# Description of the task:
Restate the entries below verbatim.

# Data section:
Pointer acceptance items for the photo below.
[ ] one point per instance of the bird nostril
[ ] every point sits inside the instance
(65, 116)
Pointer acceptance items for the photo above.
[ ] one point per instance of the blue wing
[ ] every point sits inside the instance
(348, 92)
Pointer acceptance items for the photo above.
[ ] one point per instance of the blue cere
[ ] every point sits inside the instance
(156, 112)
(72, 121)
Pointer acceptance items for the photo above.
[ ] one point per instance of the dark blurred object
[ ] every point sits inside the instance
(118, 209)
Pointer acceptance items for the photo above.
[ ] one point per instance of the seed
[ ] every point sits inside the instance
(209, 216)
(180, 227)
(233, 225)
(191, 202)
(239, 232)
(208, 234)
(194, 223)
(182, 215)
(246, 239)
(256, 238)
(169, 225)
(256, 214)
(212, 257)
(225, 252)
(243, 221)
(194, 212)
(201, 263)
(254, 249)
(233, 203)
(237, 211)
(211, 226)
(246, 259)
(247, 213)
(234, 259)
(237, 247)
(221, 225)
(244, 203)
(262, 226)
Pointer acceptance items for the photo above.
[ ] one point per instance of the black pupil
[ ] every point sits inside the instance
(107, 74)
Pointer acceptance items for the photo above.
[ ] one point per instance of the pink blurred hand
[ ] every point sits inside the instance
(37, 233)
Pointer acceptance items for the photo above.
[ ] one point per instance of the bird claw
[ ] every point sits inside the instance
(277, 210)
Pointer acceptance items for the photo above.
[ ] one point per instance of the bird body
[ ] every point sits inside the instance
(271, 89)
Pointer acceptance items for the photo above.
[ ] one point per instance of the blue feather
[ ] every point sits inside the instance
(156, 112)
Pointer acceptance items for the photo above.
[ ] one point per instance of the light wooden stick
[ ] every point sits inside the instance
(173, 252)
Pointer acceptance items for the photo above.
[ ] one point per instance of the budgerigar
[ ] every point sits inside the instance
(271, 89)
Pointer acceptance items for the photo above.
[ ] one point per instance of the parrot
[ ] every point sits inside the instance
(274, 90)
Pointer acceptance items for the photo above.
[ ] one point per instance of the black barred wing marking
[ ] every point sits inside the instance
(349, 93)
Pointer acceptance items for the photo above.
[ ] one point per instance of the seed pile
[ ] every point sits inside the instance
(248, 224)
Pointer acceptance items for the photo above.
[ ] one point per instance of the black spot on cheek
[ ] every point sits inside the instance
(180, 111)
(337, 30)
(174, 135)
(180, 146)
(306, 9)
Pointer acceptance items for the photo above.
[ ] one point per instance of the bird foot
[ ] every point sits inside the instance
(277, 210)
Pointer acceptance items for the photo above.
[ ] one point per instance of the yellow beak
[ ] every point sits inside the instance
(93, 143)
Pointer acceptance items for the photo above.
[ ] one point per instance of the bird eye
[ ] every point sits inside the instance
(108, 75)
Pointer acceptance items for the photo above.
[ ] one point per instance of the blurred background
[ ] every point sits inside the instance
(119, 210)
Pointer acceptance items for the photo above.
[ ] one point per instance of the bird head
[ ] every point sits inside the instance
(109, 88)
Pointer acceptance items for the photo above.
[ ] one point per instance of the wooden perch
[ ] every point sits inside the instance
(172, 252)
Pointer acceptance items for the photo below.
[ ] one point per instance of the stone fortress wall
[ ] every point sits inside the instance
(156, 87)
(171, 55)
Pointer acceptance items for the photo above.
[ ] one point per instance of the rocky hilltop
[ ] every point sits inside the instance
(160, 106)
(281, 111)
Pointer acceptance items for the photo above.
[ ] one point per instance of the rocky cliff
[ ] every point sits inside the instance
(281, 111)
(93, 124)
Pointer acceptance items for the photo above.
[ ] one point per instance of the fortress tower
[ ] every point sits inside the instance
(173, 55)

# Answer:
Pointer acceptance items for the photo below.
[ ] one point per instance of the bird nostril
[ ] every point sits inside the instance
(65, 116)
Pointer acceptance items for the photo above.
[ ] one point per instance of the blue wing
[ ] every point sits inside the instance
(348, 92)
Pointer acceptance items for the photo above.
[ ] one point per instance of the blue cere
[ ] every point sits inside the instance
(156, 112)
(72, 121)
Pointer acceptance items for the photo above.
[ ] one point per instance of the dark blurred object
[ ] every point sits inside the instance
(118, 209)
Pointer acceptance items for the photo above.
[ ] one point per instance of the seed
[ ] every point sits inside the instance
(209, 216)
(180, 227)
(233, 225)
(191, 202)
(239, 232)
(208, 234)
(194, 223)
(182, 215)
(246, 239)
(256, 238)
(169, 225)
(256, 214)
(212, 257)
(225, 252)
(243, 221)
(194, 212)
(201, 263)
(254, 249)
(233, 203)
(237, 211)
(211, 226)
(246, 259)
(247, 213)
(234, 259)
(237, 247)
(221, 225)
(244, 203)
(262, 226)
Pointer acceptance items for the photo above.
[ ] one point per instance of the black pupil
[ ] every point sits inside the instance
(107, 74)
Pointer acceptance items for the photo above.
[ ] one point per instance of the pink blurred hand
[ ] every point sits inside the instance
(37, 233)
Pointer acceptance items for the photo above.
[ ] one point per instance of the bird claw
[ ] every point sits inside the instance
(277, 210)
Pointer acceptance items for the photo above.
[ ] one point per instance of the bird body
[ ] every point sits inside the instance
(271, 89)
Pointer acceptance items for the photo above.
[ ] one point per instance of the blue feather
[ ] every point sits inside the instance
(156, 112)
Pointer acceptance items for the photo above.
[ ] one point per instance of the light wooden stick
[ ] every point sits inside the instance
(173, 252)
Pointer acceptance items for the photo above.
[ ] one point per instance of the budgerigar
[ ] every point sits inside the instance
(271, 89)
Pointer acceptance items for the photo above.
[ ] one point per instance of the parrot
[ ] every point sits inside the instance
(274, 90)
Pointer acceptance items for the photo above.
[ ] one point per instance of the black barred wing marking
[ ] every point sits inside the instance
(349, 93)
Pointer acceptance items for the photo above.
[ ] one point per instance of the seed pile
[ ] every point sits inside the instance
(248, 224)
Pointer acceptance items for the photo above.
[ ] one point per instance of the black spot on cheek
[ ] every point sits inside the instance
(180, 111)
(337, 30)
(174, 135)
(180, 146)
(306, 9)
Pointer acceptance items for the photo above.
[ ] one point per instance of the bird foot
[ ] every point sits inside the instance
(277, 210)
Pointer acceptance items for the photo above.
[ ] one point per instance of the yellow beak
[ ] every point sits inside the instance
(93, 143)
Pointer acceptance items for the photo above.
[ ] one point per instance of the bird eye
[ ] every point sits inside the instance
(108, 75)
Pointer acceptance items for the photo above.
[ ] one point per instance of the blurred background
[ ] every point sits inside the instance
(119, 210)
Pointer acceptance items for the photo above.
[ ] one point per instance of the bird head
[ ] every point sits inside the instance
(109, 88)
Pointer acceptance items for the photo above.
[ ] one point per instance of the wooden perch
[ ] every point sits inside the instance
(172, 252)
Pointer acceptance items for the photo below.
[ ] one point per instance of the stone fortress wall
[ ] every point sits inside the instance
(156, 87)
(171, 55)
Pointer acceptance items for the photo above.
[ ] one point per instance of the rocky hilltop
[ ] every point sits inside the instance
(160, 106)
(281, 111)
Pointer acceptance items for the photo above.
[ ] one point per instance of the rocky cliff
[ ] every point sits inside the instance
(281, 111)
(93, 124)
Pointer acceptance items for the photo above.
[ ] one point per instance of the fortress tower
[ ] every point sits inside the instance
(173, 55)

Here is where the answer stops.